Texto fornecido
O helenista e filólogo alemão Walter Burkert, hoje o maior estudioso da antiga religião grega, está em São Paulo até o dia 20 deste mês, a convite da Faculdade de Filosofia, Ciências e Letras da USP, onde está ministrando um curso. Recentemente aposentado da Universidade de Zurique, Burkert foi também professor em algumas das melhores universidades americanas -como Harvard, Princeton e Berkeley- e escreveu mais de uma dezena de livros acerca da vida religiosa e da magia entre os antigos helenos.
Seu trabalho mais famoso, utilizado por especialistas tanto quanto por interessados em geral, é "Greek Religion". Escrito originalmente em alemão em 1977 e totalmente revisto por ocasião de sua edição em inglês em 1985, já é um clássico dos estudos clássicos. Foi traduzido para o português em 1993, com o título "Religião Grega na Época Clássica e Arcaica" (Fundação Calouste Gulbenkian, Lisboa).

Conjunto de tarefas
a) Diga se cada afirmação concorda com o texto sobre Walter Burkert, respondendo sim ou não e citando sem alteração as palavras do texto que decidem a questão. (i) Burkert está em São Paulo a convite da Faculdade de Filosofia, Ciências e Letras da USP. (ii) "Greek Religion" foi escrito originalmente em inglês. (iii) A tradução para o português saiu em 1985.
b) Por favor, reescreva o trecho do texto sobre Walter Burkert de "O helenista e" a "os antigos helenos.", trocando "Zurique" por "Genebra".
As linhas não são usadas em nenhuma tarefa.

[Dados de localização com um ponto por ocorrência]

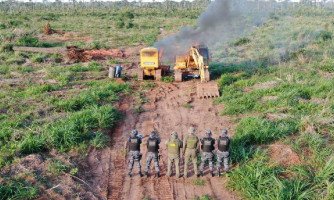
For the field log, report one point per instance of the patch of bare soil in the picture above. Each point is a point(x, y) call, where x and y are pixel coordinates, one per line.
point(64, 37)
point(283, 155)
point(265, 85)
point(170, 107)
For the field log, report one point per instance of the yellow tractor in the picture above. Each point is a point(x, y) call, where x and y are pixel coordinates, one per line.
point(150, 64)
point(196, 64)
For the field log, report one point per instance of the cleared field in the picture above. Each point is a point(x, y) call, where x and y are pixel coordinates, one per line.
point(63, 124)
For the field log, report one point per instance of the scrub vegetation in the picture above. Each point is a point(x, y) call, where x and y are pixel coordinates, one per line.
point(277, 84)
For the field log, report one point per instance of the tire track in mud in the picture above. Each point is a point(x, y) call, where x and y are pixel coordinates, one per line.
point(176, 107)
point(170, 107)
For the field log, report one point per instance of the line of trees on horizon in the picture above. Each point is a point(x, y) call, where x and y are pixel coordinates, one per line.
point(15, 5)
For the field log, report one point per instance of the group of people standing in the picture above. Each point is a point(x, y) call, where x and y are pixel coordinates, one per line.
point(191, 147)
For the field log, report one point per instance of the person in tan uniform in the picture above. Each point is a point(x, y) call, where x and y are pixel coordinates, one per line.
point(174, 144)
point(190, 151)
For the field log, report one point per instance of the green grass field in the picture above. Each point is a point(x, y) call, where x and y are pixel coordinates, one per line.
point(277, 84)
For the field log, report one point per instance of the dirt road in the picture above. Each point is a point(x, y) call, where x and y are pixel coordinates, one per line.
point(171, 106)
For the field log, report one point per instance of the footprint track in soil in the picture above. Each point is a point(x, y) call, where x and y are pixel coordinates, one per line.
point(166, 112)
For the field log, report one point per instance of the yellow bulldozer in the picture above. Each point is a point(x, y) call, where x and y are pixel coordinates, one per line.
point(196, 64)
point(150, 64)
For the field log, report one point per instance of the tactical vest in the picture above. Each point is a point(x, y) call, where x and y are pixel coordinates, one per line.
point(223, 144)
point(192, 142)
point(152, 145)
point(208, 145)
point(134, 144)
point(173, 147)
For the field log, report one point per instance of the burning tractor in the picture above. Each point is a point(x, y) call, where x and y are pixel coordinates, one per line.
point(150, 64)
point(194, 64)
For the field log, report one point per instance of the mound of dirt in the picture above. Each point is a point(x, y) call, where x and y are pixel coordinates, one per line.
point(167, 109)
point(49, 31)
point(283, 155)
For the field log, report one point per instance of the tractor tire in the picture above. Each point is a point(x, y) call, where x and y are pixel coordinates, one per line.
point(207, 75)
point(158, 74)
point(140, 74)
point(178, 76)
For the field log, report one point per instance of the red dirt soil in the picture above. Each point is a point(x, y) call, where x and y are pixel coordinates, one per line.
point(165, 111)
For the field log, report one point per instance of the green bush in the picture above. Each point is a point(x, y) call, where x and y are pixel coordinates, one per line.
point(28, 41)
point(100, 140)
point(120, 23)
point(226, 79)
point(325, 35)
point(258, 180)
point(253, 131)
point(32, 143)
point(4, 69)
point(6, 47)
point(241, 41)
point(15, 23)
point(78, 128)
point(2, 26)
point(57, 167)
point(17, 189)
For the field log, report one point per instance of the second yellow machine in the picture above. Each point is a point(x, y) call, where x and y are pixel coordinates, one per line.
point(150, 64)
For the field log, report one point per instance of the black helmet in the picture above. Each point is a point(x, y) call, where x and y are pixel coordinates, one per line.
point(208, 133)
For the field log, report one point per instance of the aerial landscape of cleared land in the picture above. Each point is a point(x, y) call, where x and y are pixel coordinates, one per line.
point(63, 121)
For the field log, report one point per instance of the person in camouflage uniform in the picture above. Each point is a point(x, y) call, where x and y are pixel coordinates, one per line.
point(153, 153)
point(174, 144)
point(223, 151)
point(190, 150)
point(133, 149)
point(207, 147)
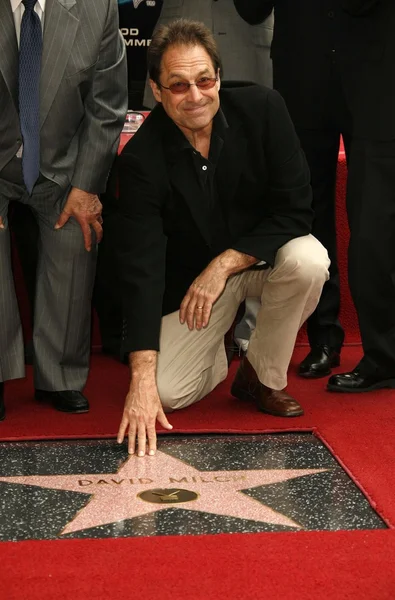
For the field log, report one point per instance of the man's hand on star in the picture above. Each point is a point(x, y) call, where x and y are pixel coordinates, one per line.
point(86, 208)
point(142, 409)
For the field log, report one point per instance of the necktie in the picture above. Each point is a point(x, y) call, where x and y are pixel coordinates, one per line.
point(30, 51)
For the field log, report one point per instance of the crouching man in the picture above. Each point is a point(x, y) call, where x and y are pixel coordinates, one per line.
point(215, 207)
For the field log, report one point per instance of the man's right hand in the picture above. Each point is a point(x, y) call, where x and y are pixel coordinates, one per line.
point(142, 409)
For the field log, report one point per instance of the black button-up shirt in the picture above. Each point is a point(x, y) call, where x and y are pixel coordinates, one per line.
point(204, 170)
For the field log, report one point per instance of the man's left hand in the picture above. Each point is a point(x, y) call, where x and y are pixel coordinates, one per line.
point(86, 208)
point(198, 302)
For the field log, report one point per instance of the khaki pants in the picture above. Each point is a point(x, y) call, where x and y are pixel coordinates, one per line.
point(192, 363)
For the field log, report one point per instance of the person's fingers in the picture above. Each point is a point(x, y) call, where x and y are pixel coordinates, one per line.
point(98, 230)
point(132, 438)
point(208, 307)
point(86, 232)
point(122, 429)
point(151, 436)
point(163, 419)
point(190, 312)
point(63, 218)
point(199, 309)
point(141, 438)
point(183, 308)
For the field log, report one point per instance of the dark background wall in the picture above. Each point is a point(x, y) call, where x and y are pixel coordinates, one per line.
point(137, 19)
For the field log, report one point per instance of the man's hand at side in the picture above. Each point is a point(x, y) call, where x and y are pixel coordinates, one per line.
point(198, 302)
point(142, 405)
point(86, 208)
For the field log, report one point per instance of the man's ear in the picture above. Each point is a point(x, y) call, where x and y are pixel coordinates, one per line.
point(156, 90)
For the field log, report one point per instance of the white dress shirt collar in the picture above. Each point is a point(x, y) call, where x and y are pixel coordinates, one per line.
point(15, 4)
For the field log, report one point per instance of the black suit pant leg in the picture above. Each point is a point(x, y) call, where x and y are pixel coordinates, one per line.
point(321, 147)
point(371, 213)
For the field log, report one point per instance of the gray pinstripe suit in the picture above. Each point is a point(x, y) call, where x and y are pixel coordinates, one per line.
point(83, 101)
point(244, 48)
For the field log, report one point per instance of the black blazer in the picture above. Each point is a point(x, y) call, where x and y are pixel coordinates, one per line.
point(162, 240)
point(310, 36)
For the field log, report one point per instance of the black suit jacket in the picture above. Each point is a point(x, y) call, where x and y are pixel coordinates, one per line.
point(163, 238)
point(311, 36)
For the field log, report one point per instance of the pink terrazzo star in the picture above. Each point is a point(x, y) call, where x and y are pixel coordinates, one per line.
point(115, 498)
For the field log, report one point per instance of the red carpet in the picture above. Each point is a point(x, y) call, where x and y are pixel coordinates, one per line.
point(359, 430)
point(272, 566)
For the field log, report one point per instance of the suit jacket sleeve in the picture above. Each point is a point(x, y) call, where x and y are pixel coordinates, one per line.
point(254, 12)
point(140, 248)
point(105, 109)
point(289, 214)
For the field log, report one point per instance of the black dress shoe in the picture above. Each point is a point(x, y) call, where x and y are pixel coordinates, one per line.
point(66, 401)
point(319, 362)
point(29, 353)
point(2, 407)
point(355, 382)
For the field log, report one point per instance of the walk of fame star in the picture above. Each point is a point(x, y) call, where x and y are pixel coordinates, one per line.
point(151, 484)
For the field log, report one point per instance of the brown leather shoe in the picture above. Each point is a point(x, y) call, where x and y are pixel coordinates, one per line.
point(246, 386)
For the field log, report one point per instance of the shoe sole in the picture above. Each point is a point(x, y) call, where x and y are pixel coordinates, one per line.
point(77, 411)
point(319, 374)
point(386, 384)
point(246, 397)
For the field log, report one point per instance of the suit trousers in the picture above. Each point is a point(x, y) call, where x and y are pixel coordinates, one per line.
point(192, 363)
point(371, 257)
point(62, 319)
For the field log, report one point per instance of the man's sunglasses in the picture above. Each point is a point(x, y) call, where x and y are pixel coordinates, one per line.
point(181, 87)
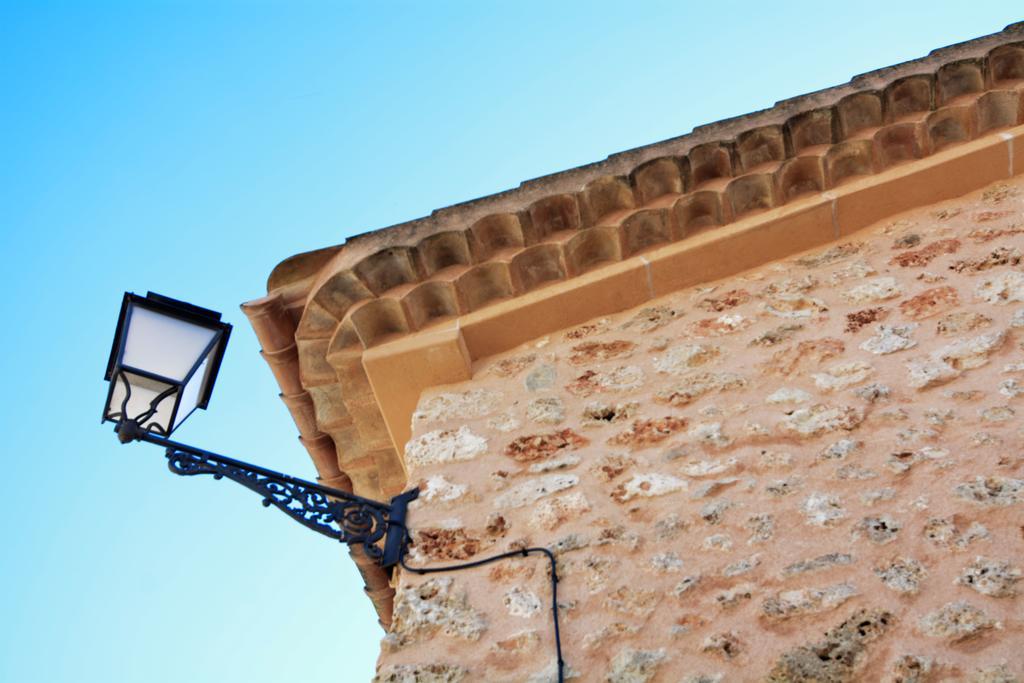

Soluções por tarefa
a)
(i) Sim: "a convite da Faculdade de Filosofia, Ciências e Letras da USP".
(ii) Não: "Escrito originalmente em alemão em 1977".
(iii) Não: "Foi traduzido para o português em 1993".

b)
O helenista e filólogo alemão Walter Burkert, hoje o maior estudioso da antiga religião grega, está em São Paulo até o dia 20 deste mês, a convite da Faculdade de Filosofia, Ciências e Letras da USP, onde está ministrando um curso. Recentemente aposentado da Universidade de Genebra, Burkert foi também professor em algumas das melhores universidades americanas -como Harvard, Princeton e Berkeley- e escreveu mais de uma dezena de livros acerca da vida religiosa e da magia entre os antigos helenos.